EXTRACT TO READ =>

>>

# Toy chest crypt help?



## Jnorm94 (Aug 24, 2021)

I repurposed this toy chest I found at a local thrift shop this weekend and attempted to make a crypt. First time using the acrylic wash method for painting. Any tips on improving this piece? Is the paint job too “drippy”? Any tips for getting a more realistic look with the washes for future pieces?? All feedback welcome!
thanks!


----------



## Riff_JunkieSFR (Jul 11, 2011)

What a great idea to repurpose the old toy chest. I don't think the drippy look is bad, and depending on where it ends up & how much lighting is on it that could benefit it where as the detail on a more gentle wash may be completely lost in low light conditions. I have found that it's always better for it to look kind of cartoonish in the daylight so your painting work is not completely lost in the dark. It looks like you used a simliar method to the way that I do it; I water the paint way down and start at the top edges letting it run down the face of the piece and then I use a spray bottle with water in it to break up the hard edges. I usually do this in several layers to build it up. I also have seen others also mix in browns & greens to really add some detail. I know there are several members here that are much better at this than me that may be able to offer you some better advice. Great job on the prop, and welcom to the Forum!

<<

PROVIDED RECORDS =>
>>

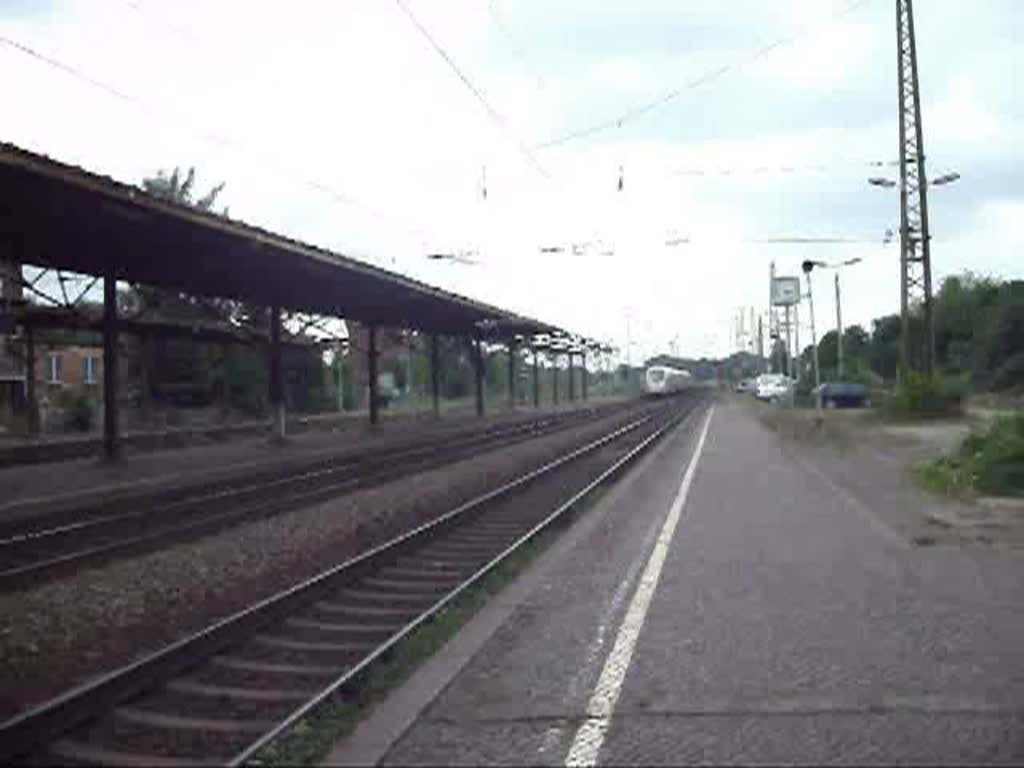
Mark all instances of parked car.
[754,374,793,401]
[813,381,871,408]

<<
>>

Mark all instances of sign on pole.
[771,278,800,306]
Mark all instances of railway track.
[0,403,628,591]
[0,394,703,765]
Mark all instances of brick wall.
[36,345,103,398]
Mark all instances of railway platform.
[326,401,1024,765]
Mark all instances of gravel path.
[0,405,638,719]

<<

LIST OF TASKS =>
[1] From the toy chest crypt thread, output the stretch from "## Jnorm94 (Aug" through "All feedback welcome!" verbatim.
[2] Answer these questions using the toy chest crypt thread:
(a) Where did the original poster find the toy chest?
(b) Which painting method was the original poster using for the first time?
(c) According to the reply, what is used to break up the hard edges of the paint?
[3] Condense the paragraph in the toy chest crypt thread that begins "What a great idea to repurpose" into a bulleted list that keeps its main points.

ANSWERS FOR THE EXERCISE =>
[1]
## Jnorm94 (Aug 24, 2021)

I repurposed this toy chest I found at a local thrift shop this weekend and attempted to make a crypt. First time using the acrylic wash method for painting. Any tips on improving this piece? Is the paint job too “drippy”? Any tips for getting a more realistic look with the washes for future pieces?? All feedback welcome!

[2]
(a) At a local thrift shop.
(b) The acrylic wash method.
(c) A spray bottle with water in it.

[3]
- Repurposing the old toy chest is a great idea.
- The drippy look is not bad. Depending on where the piece ends up and how much light it gets, it may even help, since detail from a gentler wash could be lost in low light.
- It is better for the piece to look somewhat cartoonish in daylight so the paint work is not lost in the dark.
- The replier uses a similar method: water the paint down heavily, start at the top edges and let it run down the face, then break up the hard edges with a spray bottle of water. This is usually done in several layers.
- Others mix in browns and greens to add detail.
- Other members may be able to give better advice.
- The prop is well done, and the original poster is welcomed to the forum.